**ISTRUZIONI DI LAVORO:**
Rispondi per favore a queste domande sul testo su Slow Food:
1. Alla vigilia dell'apertura di quale evento gli osservatori avevano previsto il peggio?
2. A chi ha dato il via libera Carlin Petrini?
3. Quali spazi sono stati percorsi dal colpo di scena?

Slow Food strizza l’occhio all’ industria e sfratta il Bitto ribelle

Immagine di subliminale eloquenza: la chiocciolina non è più la stessa dopo l'inattesa apertura di Petrini all'agro-industria - foto Slow Food®"Se piove di quel che tuona c'è da aspettarsi il peggio". Lo avevano detto alla vigilia dell'apertura del Salone del Gusto i più accorti osservatori presenti a Torino, ed il peggio è arrivato. Detto fatto, a poche ore di distanza dal via libera accordato da Carlin Petrini all'agroindustria («… bisogna creare una nuova alleanza tra il mondo dell'agricoltura e il mondo dell'agroindustria…»), i padiglioni espositivi del Lingotto sono stati percorsi dal più inatteso dei colpi di scena.

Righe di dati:
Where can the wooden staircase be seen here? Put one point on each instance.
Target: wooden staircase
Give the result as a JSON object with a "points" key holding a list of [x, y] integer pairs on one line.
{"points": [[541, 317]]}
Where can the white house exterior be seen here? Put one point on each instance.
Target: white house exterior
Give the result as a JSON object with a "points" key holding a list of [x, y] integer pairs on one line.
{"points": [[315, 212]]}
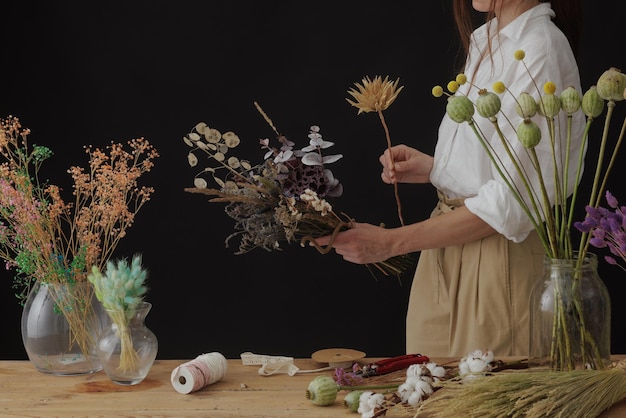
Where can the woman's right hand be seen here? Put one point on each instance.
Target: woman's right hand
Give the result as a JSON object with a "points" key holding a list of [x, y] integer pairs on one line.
{"points": [[403, 164]]}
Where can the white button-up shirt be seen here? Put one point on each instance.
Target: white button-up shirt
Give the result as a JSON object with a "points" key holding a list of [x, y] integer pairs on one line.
{"points": [[462, 168]]}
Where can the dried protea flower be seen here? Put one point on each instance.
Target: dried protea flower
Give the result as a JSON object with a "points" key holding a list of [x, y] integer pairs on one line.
{"points": [[528, 133], [611, 85], [460, 109], [526, 105], [592, 103], [488, 104], [570, 100], [374, 95]]}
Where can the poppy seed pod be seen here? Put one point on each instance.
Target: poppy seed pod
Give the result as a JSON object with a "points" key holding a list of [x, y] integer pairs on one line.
{"points": [[570, 100], [526, 105], [528, 133], [488, 104], [322, 390], [611, 85], [460, 109], [549, 105], [592, 103]]}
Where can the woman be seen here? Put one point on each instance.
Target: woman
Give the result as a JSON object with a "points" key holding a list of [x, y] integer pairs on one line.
{"points": [[480, 255]]}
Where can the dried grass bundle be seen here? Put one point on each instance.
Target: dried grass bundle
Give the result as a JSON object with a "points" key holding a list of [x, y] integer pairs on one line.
{"points": [[571, 394]]}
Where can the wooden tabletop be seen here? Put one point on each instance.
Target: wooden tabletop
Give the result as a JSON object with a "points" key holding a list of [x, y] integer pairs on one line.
{"points": [[241, 393]]}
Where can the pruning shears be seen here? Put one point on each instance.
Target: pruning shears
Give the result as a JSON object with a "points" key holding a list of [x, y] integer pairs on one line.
{"points": [[392, 364]]}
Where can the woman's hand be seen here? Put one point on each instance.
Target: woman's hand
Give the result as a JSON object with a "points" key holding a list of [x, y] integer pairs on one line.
{"points": [[362, 244], [409, 165]]}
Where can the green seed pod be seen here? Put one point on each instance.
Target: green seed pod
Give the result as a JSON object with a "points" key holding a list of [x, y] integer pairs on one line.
{"points": [[488, 104], [526, 105], [592, 104], [549, 105], [460, 109], [352, 400], [528, 133], [611, 85], [570, 100], [322, 390]]}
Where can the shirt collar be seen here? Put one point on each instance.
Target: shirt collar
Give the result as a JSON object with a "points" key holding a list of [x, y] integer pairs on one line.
{"points": [[515, 29]]}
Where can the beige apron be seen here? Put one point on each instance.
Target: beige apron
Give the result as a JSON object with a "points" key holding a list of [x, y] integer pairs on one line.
{"points": [[473, 296]]}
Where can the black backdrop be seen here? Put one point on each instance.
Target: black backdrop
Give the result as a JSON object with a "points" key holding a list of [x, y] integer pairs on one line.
{"points": [[80, 73]]}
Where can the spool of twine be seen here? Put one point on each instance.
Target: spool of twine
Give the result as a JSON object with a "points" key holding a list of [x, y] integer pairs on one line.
{"points": [[198, 373]]}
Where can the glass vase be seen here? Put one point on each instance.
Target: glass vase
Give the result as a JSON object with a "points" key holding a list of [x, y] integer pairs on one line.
{"points": [[127, 348], [570, 317], [61, 324]]}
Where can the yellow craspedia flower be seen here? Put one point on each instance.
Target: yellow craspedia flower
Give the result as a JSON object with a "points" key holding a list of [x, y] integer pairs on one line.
{"points": [[499, 87], [549, 87], [374, 95], [437, 91]]}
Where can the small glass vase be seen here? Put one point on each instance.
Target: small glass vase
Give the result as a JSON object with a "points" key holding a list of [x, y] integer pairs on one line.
{"points": [[61, 324], [570, 317], [127, 348]]}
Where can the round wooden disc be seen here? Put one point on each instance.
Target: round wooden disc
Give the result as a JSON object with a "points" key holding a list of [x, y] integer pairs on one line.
{"points": [[337, 355]]}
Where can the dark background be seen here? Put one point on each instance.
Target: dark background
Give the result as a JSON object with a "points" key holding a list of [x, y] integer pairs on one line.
{"points": [[79, 73]]}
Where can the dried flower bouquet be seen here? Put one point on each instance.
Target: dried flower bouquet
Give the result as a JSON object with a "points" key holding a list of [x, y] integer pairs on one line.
{"points": [[283, 199], [47, 240]]}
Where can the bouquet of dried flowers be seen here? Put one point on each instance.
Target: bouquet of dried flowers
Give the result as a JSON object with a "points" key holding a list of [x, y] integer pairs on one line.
{"points": [[47, 240], [121, 289], [283, 199], [552, 220]]}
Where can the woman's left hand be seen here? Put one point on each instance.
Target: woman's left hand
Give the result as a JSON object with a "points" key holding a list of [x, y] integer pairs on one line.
{"points": [[362, 244]]}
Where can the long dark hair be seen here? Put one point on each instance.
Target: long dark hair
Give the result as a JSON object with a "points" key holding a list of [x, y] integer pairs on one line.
{"points": [[568, 18]]}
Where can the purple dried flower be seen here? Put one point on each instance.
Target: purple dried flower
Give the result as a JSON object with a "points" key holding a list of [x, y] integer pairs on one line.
{"points": [[607, 229]]}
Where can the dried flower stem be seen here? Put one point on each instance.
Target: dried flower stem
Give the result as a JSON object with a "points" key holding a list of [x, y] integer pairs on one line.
{"points": [[574, 394], [128, 355], [395, 185]]}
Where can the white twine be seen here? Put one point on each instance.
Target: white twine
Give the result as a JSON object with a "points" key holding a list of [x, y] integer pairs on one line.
{"points": [[198, 373]]}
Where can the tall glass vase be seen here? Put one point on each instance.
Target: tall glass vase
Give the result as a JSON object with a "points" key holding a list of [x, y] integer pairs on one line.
{"points": [[127, 348], [61, 324], [570, 317]]}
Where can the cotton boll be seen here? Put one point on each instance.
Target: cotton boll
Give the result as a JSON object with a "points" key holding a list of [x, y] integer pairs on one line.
{"points": [[438, 372], [488, 357], [425, 388], [477, 365], [417, 370], [414, 399], [368, 402]]}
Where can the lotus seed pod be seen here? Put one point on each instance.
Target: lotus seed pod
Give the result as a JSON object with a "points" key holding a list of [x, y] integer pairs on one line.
{"points": [[611, 85], [570, 100], [352, 400], [526, 105], [528, 133], [488, 104], [460, 109], [592, 104], [549, 105], [322, 390]]}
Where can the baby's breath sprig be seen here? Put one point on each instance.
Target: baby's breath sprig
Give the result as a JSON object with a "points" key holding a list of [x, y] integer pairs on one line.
{"points": [[120, 290]]}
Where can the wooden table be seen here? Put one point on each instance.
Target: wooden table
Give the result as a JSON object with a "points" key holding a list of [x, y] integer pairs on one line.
{"points": [[241, 393]]}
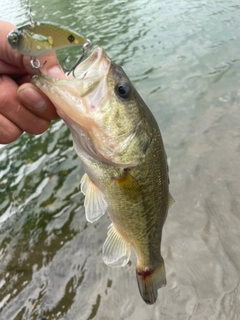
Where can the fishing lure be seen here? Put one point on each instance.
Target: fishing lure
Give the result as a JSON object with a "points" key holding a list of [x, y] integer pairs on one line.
{"points": [[38, 38]]}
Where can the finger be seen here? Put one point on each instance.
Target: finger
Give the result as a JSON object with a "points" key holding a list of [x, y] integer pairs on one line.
{"points": [[36, 102], [9, 132], [12, 109]]}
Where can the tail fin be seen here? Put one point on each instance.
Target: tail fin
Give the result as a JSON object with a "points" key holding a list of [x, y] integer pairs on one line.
{"points": [[149, 281]]}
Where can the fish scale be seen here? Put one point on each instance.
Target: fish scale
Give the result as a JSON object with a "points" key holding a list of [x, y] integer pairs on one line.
{"points": [[124, 160]]}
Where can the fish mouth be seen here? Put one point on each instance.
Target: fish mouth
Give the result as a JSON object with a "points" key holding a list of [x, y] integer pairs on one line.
{"points": [[71, 95], [75, 99]]}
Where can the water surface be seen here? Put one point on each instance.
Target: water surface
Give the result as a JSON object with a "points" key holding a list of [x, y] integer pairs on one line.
{"points": [[183, 57]]}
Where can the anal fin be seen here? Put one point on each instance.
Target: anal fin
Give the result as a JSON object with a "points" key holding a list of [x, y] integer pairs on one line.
{"points": [[149, 281], [116, 251], [94, 202]]}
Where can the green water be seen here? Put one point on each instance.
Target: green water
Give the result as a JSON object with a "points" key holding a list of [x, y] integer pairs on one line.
{"points": [[183, 57]]}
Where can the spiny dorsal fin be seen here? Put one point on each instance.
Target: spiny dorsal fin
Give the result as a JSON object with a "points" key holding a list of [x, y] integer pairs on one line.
{"points": [[116, 251], [94, 203]]}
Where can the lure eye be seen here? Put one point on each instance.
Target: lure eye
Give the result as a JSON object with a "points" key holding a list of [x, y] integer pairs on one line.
{"points": [[123, 89], [13, 37]]}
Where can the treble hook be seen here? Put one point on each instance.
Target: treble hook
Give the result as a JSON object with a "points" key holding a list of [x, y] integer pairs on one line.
{"points": [[86, 48]]}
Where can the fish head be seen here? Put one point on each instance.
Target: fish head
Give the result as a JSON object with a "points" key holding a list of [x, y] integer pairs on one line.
{"points": [[102, 109]]}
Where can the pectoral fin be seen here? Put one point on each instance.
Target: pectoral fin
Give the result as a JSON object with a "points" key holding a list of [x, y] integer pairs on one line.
{"points": [[94, 203], [116, 251]]}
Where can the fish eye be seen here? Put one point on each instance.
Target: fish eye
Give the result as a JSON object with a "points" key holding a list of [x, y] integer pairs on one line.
{"points": [[123, 89]]}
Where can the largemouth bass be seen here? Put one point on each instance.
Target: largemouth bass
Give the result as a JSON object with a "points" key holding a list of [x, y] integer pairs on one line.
{"points": [[40, 38], [120, 145]]}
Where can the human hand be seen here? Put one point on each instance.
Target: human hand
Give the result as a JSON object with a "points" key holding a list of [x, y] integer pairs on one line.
{"points": [[23, 107]]}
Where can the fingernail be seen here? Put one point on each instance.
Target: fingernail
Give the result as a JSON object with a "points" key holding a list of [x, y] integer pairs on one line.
{"points": [[56, 72], [32, 98]]}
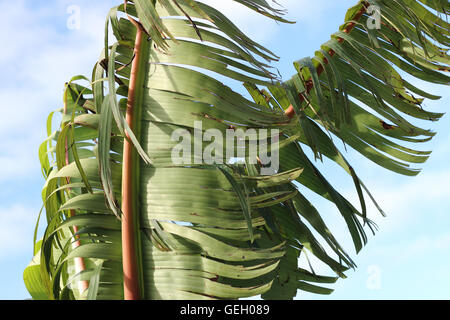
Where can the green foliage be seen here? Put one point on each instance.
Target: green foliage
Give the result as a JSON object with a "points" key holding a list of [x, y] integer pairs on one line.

**RISULTATO:**
1. Il Salone del Gusto.
2. All'agroindustria.
3. I padiglioni espositivi del Lingotto.